------ Data for this exercise ------

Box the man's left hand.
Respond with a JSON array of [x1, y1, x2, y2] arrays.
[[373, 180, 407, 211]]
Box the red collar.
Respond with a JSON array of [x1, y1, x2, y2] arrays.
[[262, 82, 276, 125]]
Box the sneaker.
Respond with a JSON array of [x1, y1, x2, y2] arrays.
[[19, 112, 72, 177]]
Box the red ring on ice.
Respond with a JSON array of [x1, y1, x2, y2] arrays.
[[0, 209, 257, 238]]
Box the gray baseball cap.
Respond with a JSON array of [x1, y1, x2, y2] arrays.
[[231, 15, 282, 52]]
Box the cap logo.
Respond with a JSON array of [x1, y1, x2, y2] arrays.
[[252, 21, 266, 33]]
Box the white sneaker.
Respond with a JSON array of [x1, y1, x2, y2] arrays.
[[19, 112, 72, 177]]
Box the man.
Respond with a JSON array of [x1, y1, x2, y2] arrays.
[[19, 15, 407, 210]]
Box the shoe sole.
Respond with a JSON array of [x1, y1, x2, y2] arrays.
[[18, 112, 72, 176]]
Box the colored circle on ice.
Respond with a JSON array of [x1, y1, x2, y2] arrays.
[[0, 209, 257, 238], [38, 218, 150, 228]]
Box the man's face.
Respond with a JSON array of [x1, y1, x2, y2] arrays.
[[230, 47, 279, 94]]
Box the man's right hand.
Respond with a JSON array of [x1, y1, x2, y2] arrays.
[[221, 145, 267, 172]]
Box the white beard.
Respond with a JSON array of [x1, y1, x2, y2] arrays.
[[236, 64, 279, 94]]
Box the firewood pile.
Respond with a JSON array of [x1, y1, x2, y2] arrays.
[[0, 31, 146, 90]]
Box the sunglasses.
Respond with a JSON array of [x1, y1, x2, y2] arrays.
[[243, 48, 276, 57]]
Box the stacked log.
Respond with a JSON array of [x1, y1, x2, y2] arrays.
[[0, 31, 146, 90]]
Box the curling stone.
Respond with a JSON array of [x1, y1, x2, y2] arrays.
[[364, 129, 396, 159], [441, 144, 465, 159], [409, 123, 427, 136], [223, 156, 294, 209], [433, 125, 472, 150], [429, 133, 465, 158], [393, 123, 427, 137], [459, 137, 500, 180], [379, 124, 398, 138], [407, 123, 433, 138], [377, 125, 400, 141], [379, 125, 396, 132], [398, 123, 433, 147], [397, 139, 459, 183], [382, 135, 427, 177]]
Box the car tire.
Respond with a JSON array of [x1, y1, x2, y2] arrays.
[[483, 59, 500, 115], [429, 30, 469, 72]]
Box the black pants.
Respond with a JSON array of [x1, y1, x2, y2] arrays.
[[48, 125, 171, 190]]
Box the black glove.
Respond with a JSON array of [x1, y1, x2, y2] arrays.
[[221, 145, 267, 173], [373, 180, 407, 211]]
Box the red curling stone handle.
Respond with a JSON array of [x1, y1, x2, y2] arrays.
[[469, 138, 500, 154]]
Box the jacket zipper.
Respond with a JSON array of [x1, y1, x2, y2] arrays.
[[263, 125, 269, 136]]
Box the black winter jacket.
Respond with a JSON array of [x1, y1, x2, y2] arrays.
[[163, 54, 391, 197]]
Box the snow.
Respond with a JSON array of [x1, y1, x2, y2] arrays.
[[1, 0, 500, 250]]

------
------ Data for this exercise ------

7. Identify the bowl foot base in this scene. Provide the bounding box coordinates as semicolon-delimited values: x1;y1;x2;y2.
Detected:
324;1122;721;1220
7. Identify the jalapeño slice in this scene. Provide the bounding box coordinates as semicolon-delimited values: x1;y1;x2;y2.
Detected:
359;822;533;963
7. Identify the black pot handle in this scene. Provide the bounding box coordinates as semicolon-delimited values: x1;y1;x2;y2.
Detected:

------

* [Work required]
All that should be written out is the stretch of lines above between the one holding "Box the man's left hand." and the one holding "Box the white sneaker.", inclusive, exactly as given.

* [Finished exercise]
Box the man's left hand.
Respond with a JSON array of [x1, y1, x2, y2] arrays.
[[373, 180, 407, 211]]
Box the red collar.
Respond with a JSON array of [x1, y1, x2, y2] arrays.
[[262, 82, 276, 125]]
Box the sneaker.
Respond with a JSON array of [x1, y1, x2, y2] arrays.
[[19, 112, 72, 177]]
Box the red ring on ice.
Respond with a JSON array of [x1, y1, x2, y2] arrays.
[[0, 209, 257, 238]]
Box the gray baseball cap.
Respond with a JSON array of [x1, y1, x2, y2] arrays.
[[231, 15, 282, 52]]
Box the cap logo.
Respond with a JSON array of [x1, y1, x2, y2] arrays.
[[252, 21, 266, 33]]
Box the white sneaker.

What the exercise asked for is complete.